Real-Time Payments (RTP) and Account-to-Account (A2A) Finance: A Cross-Country Analysis of Emerging and Developed Economies
A cross-country study on how emerging economies are redefining payment efficiency while advanced markets struggle with legacy systems.
Executive Summary
Real-time payments are redefining how nations connect people, money, and technology. They mark a shift from traditional financial systems to digital frameworks that promote access, transparency, and speed. Emerging economies like India and Brazil show that when payment systems are treated as public infrastructure, innovation and inclusion can grow together. Their success lies in clear regulation, strong central bank leadership, and open-access models that make digital finance simple and universal.
Developed markets, in contrast, face hurdles from legacy systems and fragmented policies. Despite strong private innovation, the absence of unified strategies has slowed progress. This reveals a key lesson—modernization in finance depends as much on coordination and governance as on technology itself.
Globally, the future of payments is moving toward one standard: open, interoperable, and inclusive networks that connect economies in real time. Nations that build systems around these principles will not only modernize payments but also drive broader financial empowerment and economic resilience.
Global Trends and Policy Insights
Real-Time Payments (RTP) as a Global Trend: RTP and account-to-account (A2A) systems are redefining financial infrastructure worldwide, enabling instant, secure, and transparent fund transfers.
Emerging Economies Lead Through Policy and Inclusion: India’s UPI and Brazil’s Pix exemplify how government-backed, zero-fee digital infrastructure can achieve mass adoption, financial inclusion, and socio-economic impact.
Developed Markets Face Structural Barriers: Despite advanced technology, countries like the U.S. and U.K. encounter slower RTP adoption due to legacy systems, fragmented governance, and market-driven incentives.
Centralized Governance Accelerates Adoption: Public-sector-led initiatives with mandatory participation, mobile-first infrastructure, and interoperable APIs facilitate rapid innovation and high user engagement in emerging markets.
Private-Sector Innovation Complements Public Infrastructure: Fintechs and technology providers such as Plaid, TrueLayer, and Stripe accelerate RTP adoption by integrating A2A capabilities, supporting both consumer and business ecosystems.

Extracted records

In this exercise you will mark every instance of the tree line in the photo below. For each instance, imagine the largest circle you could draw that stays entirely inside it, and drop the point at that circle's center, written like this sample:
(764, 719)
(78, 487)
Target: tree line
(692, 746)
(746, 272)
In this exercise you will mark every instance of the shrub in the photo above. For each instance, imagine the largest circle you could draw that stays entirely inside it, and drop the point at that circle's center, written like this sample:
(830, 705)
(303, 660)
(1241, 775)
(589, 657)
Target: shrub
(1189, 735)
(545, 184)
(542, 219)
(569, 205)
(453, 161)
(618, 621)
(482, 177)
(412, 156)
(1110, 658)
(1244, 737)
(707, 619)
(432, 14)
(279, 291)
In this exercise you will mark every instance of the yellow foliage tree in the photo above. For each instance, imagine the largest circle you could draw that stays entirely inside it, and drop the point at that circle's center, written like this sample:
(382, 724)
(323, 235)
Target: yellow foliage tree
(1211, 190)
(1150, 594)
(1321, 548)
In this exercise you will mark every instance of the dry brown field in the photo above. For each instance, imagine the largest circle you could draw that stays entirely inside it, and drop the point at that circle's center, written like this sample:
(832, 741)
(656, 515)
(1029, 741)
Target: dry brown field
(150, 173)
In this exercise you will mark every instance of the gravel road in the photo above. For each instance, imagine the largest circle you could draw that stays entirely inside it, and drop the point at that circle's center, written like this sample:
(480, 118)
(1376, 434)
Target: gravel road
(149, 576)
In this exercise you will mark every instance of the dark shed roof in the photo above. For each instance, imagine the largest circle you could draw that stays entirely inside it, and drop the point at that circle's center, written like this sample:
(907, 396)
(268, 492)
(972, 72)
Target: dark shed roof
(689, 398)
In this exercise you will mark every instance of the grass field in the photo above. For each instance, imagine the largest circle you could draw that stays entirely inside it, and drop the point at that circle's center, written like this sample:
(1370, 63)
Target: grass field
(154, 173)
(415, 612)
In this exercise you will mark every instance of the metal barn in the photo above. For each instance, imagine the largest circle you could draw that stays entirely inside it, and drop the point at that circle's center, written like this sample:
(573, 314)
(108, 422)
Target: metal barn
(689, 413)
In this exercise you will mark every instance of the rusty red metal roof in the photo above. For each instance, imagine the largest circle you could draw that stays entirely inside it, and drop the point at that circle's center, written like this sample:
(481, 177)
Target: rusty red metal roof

**Set tasks:**
a. Answer these questions from the payments study:
(i) Which two emerging economies are named as examples in the executive summary?
(ii) What three qualities describe the networks that the future of payments is moving toward?
(iii) Which fintechs and technology providers are listed as accelerating RTP adoption?
b. Reproduce the part of the payments study between "Executive Summary" and "simple and universal.", inclusive.
The extracted records have no role in what comes next.

**In response:**
a.
(i) India and Brazil
(ii) Open, interoperable, and inclusive
(iii) Plaid, TrueLayer, and Stripe

b.
Executive Summary
Real-time payments are redefining how nations connect people, money, and technology. They mark a shift from traditional financial systems to digital frameworks that promote access, transparency, and speed. Emerging economies like India and Brazil show that when payment systems are treated as public infrastructure, innovation and inclusion can grow together. Their success lies in clear regulation, strong central bank leadership, and open-access models that make digital finance simple and universal.